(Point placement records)
________________________

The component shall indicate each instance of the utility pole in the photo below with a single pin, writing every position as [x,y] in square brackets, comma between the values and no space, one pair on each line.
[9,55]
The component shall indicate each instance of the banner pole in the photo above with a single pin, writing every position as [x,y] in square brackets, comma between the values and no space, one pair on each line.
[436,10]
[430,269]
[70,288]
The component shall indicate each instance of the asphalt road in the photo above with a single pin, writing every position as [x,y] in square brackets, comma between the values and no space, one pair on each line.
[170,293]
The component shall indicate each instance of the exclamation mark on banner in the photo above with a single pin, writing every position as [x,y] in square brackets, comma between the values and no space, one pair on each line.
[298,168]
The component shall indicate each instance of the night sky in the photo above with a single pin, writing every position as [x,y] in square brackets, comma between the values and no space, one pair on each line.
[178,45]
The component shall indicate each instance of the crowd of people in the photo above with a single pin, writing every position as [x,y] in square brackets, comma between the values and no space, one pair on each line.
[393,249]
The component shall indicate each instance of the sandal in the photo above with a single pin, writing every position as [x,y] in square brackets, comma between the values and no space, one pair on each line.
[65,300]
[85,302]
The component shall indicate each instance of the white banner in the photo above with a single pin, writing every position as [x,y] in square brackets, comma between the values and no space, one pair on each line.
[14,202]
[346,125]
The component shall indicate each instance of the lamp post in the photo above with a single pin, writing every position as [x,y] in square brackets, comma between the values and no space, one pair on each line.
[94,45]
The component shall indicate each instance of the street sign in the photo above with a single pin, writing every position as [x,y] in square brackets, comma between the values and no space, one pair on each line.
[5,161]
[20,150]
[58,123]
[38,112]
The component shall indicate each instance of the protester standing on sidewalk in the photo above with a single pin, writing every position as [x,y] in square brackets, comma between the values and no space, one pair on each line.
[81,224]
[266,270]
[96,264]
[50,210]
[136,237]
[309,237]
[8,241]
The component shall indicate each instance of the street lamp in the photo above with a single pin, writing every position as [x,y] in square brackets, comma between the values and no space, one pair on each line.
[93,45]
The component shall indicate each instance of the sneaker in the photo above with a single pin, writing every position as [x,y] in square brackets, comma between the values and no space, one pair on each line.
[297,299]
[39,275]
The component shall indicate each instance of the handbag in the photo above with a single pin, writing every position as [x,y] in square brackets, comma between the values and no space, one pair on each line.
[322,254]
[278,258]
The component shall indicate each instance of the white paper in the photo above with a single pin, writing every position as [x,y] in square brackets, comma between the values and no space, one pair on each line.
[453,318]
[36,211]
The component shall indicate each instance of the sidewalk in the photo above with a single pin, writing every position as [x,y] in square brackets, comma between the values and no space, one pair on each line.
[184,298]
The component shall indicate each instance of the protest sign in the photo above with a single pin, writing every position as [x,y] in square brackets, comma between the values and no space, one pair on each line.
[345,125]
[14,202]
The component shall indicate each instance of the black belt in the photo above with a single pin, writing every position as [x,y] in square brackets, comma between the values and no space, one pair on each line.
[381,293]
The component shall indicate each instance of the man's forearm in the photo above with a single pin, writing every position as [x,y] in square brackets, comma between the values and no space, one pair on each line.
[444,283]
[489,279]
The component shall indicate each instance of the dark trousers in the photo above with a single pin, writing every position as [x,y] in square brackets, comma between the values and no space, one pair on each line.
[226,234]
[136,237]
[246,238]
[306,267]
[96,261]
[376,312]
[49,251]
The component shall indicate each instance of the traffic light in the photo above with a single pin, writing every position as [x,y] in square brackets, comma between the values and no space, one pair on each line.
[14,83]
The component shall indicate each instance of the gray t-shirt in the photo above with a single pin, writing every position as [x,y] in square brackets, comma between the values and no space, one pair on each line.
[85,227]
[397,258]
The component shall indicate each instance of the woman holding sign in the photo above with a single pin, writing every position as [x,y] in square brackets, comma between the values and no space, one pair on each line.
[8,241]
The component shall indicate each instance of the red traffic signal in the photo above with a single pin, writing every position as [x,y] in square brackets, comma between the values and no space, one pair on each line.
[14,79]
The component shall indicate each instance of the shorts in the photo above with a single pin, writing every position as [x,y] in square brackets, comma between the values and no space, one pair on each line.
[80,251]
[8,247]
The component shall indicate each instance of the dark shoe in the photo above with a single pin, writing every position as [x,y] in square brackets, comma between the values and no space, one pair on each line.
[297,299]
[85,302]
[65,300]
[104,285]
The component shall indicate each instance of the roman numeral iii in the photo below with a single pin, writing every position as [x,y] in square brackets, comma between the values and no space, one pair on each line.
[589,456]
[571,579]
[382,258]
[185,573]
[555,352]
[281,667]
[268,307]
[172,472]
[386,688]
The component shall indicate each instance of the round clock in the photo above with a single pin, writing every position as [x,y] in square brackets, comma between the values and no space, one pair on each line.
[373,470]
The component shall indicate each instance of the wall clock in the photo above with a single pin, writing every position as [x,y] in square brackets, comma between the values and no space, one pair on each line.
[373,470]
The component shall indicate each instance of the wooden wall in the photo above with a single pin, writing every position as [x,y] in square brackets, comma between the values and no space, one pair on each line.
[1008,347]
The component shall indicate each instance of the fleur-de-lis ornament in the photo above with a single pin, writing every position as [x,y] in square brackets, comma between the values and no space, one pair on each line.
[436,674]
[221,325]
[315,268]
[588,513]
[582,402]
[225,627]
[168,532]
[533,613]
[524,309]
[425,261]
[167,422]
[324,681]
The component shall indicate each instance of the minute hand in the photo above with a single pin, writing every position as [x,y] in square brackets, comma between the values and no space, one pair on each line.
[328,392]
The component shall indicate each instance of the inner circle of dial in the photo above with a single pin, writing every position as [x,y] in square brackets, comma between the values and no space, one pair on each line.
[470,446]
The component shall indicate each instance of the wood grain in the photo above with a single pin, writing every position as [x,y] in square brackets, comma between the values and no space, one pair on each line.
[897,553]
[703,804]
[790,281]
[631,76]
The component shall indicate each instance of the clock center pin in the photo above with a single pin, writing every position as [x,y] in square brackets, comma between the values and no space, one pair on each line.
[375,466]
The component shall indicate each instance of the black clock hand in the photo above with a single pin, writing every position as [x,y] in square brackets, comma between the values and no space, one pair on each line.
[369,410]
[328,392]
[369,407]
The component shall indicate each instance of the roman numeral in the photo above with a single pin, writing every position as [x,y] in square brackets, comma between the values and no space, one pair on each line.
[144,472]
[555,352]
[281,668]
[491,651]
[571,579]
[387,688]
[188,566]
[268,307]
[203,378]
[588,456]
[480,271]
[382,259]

________________________

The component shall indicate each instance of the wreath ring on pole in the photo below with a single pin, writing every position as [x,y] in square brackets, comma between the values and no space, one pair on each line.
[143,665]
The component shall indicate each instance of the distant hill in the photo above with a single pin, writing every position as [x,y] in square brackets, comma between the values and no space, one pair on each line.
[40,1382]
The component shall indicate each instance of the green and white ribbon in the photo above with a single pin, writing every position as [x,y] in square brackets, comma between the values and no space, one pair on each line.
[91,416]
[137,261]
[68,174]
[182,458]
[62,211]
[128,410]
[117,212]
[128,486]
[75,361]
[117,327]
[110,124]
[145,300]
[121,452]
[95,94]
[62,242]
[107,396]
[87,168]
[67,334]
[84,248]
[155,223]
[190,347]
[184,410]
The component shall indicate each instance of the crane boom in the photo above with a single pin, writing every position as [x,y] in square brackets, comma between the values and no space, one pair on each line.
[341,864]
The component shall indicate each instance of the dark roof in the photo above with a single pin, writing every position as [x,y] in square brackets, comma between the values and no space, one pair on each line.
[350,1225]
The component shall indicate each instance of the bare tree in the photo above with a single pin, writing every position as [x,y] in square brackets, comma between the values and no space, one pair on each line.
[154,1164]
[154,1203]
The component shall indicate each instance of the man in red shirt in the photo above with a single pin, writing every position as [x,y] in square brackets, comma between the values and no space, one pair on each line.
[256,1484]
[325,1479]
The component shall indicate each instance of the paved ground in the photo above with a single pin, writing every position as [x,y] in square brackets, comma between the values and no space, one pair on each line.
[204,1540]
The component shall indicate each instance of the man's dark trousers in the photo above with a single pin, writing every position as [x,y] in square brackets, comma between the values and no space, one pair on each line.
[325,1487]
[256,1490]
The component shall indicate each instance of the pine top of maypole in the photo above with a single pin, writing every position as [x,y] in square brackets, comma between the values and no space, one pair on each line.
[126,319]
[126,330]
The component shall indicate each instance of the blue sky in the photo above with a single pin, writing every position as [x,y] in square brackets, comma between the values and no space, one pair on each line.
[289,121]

________________________

Aim of the task: Return every line of the material that contains the word "traffic", matching case exactly.

Exercise response:
The component shall indicate each instance of the traffic light in the photo above with a single pin, writing every position as [x,y] in square brackets, comma between the values and no space, one pair on each line.
The component shall indicate each instance of the red traffic signal in the photo above with a single pin, writing every position as [x,y] in square brackets, comma between the values and no space, one pair on each line.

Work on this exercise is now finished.